- TUGAS LATIHAN
Teruskan cerita di bagian kutipan bacaan di bawah, tentang sore hari seorang siswa madrasah berasrama, mulai dari sesudah kalimat terakhirnya.

Hayooo Apa Niatmu? Hati-hati Ya Sobat :)

Sore ini cukup cerah. Aku lelah karena tak terasa satu setengah jam aku berlali mengejar Si Kulit Bundar. “Jop, udah setengah enam nih… udahan yuk!”, teriak sahabatku dari kejauhan. Sedikit ku ceritakan tentang dua sahabatku. Mereka adalah Muhammad Ajrurridha dan Zidnal Mafaz. Mereka adalah sahabat. Ya sahabat sebenarnya. Sahabat sejati. Sahabat yang jika aku ada bersama mereka selalu muncul ghirah (semangat) untuk dekat dengan Al Qur’an. Jika ku pandang wajah mereka yang terpikir adalah fastabiqul khairat. Yapp tak henti-hentiya keinginan untuk berlomba-lomba dalam kebaikan agar dekat dengan Sang Pencipta. Eh Sobat bukan mereka yang ingin aku ceritakan dalam kisahku sore ini. Mungkin tak cukup menuliskan kisah tentang mereka hanya dalam sebuah catatan kecil. Mungkin dilain waktu akan ku ceritakan. Tunggu ya, hehe.

Segera aku langsung berjalan menuju asrama tempat kami tinggal. Yapp benar. Kami adalah siswa madrasah berasrama. Madrasah yang cukup dipandang ditanah ini. Bahkan tak jarang madrasah kami dieluh-eluhkan karena pencapaian prestasi yang mentereng walau mungkin tak satupun terdapat namaku dalam daftar orang-orang yang ikut andil mengharumkan nama madrasah. Tak terasa 15 menit lagi adzan maghrib dikumandangkan. Bersegera aku bersiap-siap untuk pergi ke masjid.

- CUPLIKAN DATA
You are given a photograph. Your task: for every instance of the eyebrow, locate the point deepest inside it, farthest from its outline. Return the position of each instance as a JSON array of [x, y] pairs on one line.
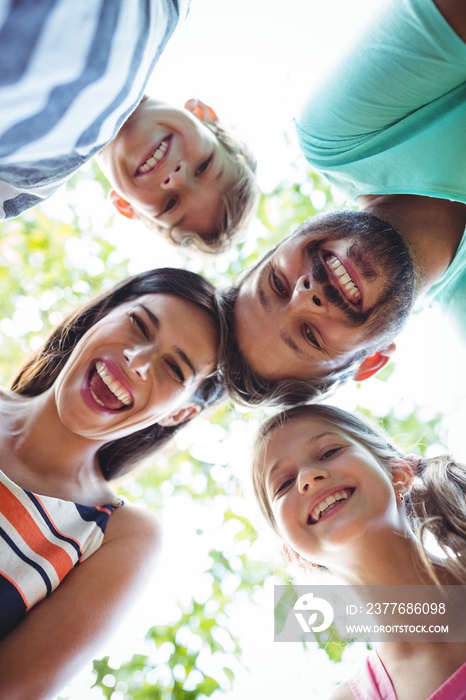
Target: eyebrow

- JAWABAN TUGAS
Aku tiba di masjid tepat ketika kalimat laa ilaaha illallah dikumandangkan. Ya, ini adalah batas terakhir keterlambatan di masjid. Tak apalah yang penting aku tidak telat, hehe. Seperti biasa setelah melakukan shalat kami berdzikir dan berdoa bersama. Oh iya, hari ini tidak ada pelajaran tambahan mengingat lusa adalah waktu kami kembali ke rumah masing-masing. Ya, lusa adalah hari pertama libur semester genap. Setelah berdzikir aku tak pernah meninggalkan kebiasaan bercengkrama di selasar masjid. Inilah tempat andalanku untuk saling menguatkan hafalan bersama dua sahabatku. Banyak perbincangan yang terjadi  di sini. Ada yang berbincang mengenai pencapaian selama satu semester ada pula yang sudah bebicara penjang lebar mengenai rencana liburan. Namun ada satu majelis yang menimbulkan rasa penasaran. Aku pun menyambanginya.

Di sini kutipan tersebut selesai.